BEGIN DATA PROVIDED
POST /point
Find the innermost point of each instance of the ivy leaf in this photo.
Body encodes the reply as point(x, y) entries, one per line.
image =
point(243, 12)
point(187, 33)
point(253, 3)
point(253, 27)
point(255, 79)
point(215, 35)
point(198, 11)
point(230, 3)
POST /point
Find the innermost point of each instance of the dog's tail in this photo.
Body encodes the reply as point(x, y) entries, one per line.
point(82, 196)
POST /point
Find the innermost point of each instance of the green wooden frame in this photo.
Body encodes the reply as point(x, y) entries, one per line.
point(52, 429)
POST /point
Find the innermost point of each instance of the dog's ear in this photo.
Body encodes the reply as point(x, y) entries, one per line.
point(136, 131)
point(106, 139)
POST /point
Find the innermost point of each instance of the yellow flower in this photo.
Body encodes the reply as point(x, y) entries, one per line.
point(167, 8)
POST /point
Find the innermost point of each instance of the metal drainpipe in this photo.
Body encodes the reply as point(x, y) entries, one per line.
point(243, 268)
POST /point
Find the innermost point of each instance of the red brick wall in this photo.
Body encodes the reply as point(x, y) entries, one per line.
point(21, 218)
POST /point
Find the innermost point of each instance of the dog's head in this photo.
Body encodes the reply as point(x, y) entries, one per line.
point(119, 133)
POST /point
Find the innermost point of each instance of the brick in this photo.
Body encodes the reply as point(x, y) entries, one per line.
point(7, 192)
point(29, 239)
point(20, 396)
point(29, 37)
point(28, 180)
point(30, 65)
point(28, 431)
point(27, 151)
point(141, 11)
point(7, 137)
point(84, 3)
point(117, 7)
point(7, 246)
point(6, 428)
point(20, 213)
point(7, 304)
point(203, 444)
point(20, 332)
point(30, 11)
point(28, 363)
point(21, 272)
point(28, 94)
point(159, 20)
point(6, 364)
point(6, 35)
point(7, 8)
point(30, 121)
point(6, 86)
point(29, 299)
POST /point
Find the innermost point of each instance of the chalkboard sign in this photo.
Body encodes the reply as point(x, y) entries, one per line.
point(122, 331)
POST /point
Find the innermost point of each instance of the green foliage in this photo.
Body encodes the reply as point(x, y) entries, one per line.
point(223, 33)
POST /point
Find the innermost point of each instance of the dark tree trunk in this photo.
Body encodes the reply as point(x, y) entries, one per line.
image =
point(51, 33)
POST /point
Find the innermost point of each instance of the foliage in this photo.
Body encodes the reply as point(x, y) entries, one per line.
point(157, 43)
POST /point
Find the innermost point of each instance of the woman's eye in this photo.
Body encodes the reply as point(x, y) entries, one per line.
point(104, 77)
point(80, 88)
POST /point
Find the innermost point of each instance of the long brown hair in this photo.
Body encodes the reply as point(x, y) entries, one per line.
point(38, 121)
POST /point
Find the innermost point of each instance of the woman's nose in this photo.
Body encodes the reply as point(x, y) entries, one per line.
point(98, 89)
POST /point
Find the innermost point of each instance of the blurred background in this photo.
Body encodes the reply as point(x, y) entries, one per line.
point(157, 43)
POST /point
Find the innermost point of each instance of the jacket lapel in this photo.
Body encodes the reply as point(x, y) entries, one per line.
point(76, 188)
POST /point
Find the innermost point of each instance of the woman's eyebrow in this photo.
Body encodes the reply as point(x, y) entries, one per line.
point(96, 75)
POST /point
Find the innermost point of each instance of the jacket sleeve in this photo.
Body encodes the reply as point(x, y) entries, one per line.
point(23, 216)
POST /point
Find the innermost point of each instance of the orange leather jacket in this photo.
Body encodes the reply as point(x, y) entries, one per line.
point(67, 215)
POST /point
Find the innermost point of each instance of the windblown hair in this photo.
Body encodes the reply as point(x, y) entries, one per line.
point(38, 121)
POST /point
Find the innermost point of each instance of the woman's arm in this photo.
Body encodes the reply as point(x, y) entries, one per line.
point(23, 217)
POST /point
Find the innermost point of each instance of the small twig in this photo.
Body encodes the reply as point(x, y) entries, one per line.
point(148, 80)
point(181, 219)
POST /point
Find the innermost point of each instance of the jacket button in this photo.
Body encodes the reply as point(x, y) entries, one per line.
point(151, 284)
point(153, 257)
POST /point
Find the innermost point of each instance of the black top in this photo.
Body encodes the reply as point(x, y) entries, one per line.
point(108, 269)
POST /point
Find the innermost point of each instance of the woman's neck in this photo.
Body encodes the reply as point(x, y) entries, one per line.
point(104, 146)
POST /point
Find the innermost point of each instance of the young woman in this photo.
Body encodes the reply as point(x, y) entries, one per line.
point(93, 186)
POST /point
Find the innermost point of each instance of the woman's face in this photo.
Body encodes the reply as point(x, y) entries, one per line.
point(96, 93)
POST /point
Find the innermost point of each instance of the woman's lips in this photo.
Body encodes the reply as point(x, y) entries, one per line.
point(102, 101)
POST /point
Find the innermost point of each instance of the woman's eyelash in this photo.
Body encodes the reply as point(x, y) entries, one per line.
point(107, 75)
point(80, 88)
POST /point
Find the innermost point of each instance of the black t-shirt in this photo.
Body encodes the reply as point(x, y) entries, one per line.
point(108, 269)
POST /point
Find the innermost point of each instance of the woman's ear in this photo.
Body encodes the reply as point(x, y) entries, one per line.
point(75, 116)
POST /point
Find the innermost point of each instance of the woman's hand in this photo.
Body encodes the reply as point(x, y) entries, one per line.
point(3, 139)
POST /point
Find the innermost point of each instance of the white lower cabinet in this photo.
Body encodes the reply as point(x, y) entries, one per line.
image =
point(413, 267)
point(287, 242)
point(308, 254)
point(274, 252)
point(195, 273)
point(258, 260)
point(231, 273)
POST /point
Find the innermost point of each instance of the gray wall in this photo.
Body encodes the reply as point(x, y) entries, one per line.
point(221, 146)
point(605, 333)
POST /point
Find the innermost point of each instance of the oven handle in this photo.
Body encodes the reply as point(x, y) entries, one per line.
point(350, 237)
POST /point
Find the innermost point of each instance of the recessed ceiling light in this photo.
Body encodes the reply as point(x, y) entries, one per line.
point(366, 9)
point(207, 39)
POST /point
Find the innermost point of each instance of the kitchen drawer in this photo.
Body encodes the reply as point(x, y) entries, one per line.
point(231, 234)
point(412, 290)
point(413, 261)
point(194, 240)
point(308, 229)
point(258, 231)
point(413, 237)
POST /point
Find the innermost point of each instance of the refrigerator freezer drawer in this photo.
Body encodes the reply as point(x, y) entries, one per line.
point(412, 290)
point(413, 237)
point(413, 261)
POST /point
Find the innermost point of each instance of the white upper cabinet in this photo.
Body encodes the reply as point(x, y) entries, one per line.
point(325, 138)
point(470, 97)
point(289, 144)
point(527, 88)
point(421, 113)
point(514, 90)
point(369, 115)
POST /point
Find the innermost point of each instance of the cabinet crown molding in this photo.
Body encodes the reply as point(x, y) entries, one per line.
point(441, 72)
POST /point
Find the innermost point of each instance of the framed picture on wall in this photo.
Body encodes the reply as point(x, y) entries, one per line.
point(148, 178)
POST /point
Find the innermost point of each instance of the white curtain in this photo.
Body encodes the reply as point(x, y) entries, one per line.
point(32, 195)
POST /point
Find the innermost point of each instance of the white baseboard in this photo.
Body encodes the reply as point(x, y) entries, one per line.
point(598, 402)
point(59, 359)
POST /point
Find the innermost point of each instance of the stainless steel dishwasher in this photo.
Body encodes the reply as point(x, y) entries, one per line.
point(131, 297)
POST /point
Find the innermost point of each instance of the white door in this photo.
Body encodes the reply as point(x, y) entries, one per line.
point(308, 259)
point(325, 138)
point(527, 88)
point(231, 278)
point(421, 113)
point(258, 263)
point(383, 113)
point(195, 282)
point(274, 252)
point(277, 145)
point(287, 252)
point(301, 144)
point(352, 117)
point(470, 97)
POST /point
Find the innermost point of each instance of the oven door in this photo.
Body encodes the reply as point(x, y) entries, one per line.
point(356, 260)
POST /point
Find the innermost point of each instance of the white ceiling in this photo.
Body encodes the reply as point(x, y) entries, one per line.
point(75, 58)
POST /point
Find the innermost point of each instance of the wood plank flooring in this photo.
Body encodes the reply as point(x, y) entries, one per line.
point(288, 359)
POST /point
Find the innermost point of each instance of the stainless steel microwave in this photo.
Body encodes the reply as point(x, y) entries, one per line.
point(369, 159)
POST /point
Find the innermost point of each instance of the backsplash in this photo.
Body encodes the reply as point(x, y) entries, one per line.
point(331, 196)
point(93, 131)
END DATA PROVIDED
BEGIN DATA PROVIDED
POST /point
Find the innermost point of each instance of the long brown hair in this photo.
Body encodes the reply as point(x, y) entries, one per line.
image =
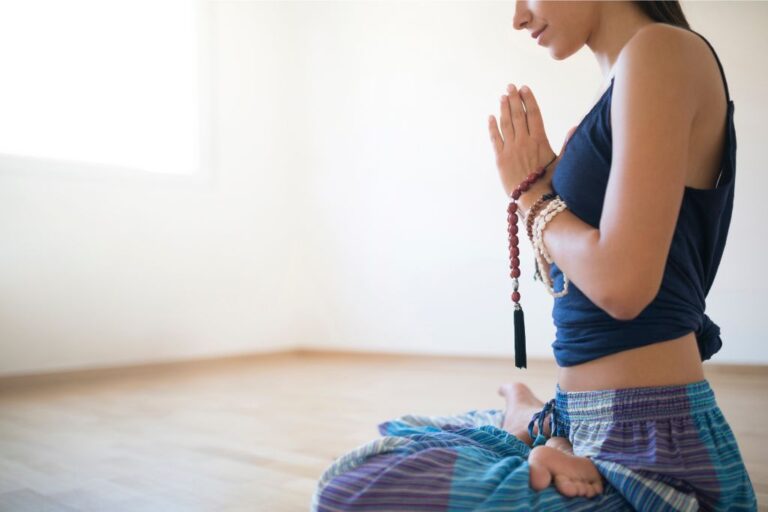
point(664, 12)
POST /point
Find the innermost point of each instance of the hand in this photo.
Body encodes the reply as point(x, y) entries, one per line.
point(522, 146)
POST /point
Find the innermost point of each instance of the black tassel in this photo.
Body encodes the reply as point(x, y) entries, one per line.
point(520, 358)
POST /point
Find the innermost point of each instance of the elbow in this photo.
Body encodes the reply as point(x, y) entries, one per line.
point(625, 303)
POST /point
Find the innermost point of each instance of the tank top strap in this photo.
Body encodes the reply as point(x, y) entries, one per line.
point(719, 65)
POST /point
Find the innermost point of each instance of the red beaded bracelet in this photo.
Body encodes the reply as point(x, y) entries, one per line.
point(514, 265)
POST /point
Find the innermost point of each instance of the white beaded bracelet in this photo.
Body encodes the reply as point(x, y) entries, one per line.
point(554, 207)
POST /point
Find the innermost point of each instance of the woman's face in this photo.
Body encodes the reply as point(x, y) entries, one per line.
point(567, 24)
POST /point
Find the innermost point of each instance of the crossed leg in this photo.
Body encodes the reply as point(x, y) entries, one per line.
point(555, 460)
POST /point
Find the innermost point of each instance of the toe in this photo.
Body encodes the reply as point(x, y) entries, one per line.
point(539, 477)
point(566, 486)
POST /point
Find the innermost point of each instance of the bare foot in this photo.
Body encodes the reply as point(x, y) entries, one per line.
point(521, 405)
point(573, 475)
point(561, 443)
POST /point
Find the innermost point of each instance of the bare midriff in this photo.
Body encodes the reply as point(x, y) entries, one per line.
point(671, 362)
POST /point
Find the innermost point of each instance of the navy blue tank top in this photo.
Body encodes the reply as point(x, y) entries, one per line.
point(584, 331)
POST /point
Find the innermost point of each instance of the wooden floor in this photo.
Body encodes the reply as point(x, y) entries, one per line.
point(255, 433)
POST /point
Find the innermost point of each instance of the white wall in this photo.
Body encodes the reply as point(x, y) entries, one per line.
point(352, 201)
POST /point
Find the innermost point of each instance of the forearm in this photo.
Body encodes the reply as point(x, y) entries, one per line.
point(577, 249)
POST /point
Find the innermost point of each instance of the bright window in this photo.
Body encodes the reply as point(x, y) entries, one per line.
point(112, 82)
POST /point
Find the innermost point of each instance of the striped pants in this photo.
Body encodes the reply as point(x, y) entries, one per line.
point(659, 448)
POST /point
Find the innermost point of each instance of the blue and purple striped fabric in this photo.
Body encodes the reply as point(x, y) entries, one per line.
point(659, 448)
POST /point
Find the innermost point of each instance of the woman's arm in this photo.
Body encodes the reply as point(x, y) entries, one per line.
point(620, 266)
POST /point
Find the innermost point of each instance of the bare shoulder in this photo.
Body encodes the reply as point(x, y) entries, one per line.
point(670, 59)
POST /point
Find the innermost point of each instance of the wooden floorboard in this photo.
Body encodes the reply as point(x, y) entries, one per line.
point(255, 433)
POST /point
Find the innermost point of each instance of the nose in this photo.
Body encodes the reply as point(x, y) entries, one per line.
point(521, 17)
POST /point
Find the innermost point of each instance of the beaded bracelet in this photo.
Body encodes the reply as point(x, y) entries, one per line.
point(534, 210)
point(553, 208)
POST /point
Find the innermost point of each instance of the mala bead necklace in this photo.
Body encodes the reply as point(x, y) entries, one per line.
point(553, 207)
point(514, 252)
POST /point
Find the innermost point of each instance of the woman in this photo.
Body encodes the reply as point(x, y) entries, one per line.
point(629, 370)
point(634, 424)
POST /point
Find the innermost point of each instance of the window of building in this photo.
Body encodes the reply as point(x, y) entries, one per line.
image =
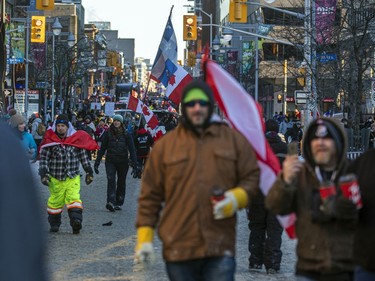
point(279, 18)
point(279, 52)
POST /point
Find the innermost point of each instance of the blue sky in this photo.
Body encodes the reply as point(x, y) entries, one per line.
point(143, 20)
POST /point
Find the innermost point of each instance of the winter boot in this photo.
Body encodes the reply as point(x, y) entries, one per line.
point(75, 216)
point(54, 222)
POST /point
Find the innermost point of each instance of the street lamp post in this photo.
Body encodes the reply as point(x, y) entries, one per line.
END DATA PROVIDED
Would you please copy exactly the part of the entries above that begins at the line containing "Find the innermost point of each instance of the black top" and ends at the line containing "Find the innermost point of each instance of the gray", both lines included?

SOLUTION TO THE PROBLEM>
Find the innermost point of each instance of the black top in this photo.
Body encodes the reply as point(x, y) entries, one per line.
point(108, 269)
POST /point
Find the innermost point of each instance of the woman's neck in this photo.
Body encodes the reply as point(x, y) entries, one per line.
point(104, 146)
POST /point
Find the innermost point of each instance of the young woman in this photo.
Body encodes the reply as point(x, y) entries, one per line.
point(93, 186)
POST /point
Find the innermost point of each instance of the woman's face in this photo.
Body encodes the reply as point(x, y) entries, one per line.
point(96, 93)
POST /point
Find the innermost point of each instance of the woman's lips in this photo.
Body encodes the reply as point(x, y) entries, one per line.
point(102, 101)
POST /point
Find the innermost point of each instance of the woman's eyelash in this photo.
Body encodes the reply as point(x, y) entries, one per line.
point(107, 75)
point(80, 88)
POST /point
Find the innermost point of each instance of the black t-shirt in this photo.
Body encodes the reply as point(x, y) entries, one per line.
point(108, 269)
POST /point
Find the innermost point of each instance of the woman's ear in this photo.
Body encodes the reply as point(x, y) entries, one per line.
point(75, 116)
POST /point
Find the innermost point of each instance of the woman's hand in this photo.
Body encodes the reply as point(x, y) entries, one per line.
point(3, 139)
POST /point
Find the innermost point of each instance of the white lower cabinet in this photo.
Body encodes the reply as point(x, y) entries, one per line.
image =
point(413, 267)
point(287, 242)
point(308, 254)
point(274, 252)
point(195, 273)
point(258, 260)
point(231, 273)
POST /point
Find the innermost point of each instance of the gray wall in this photo.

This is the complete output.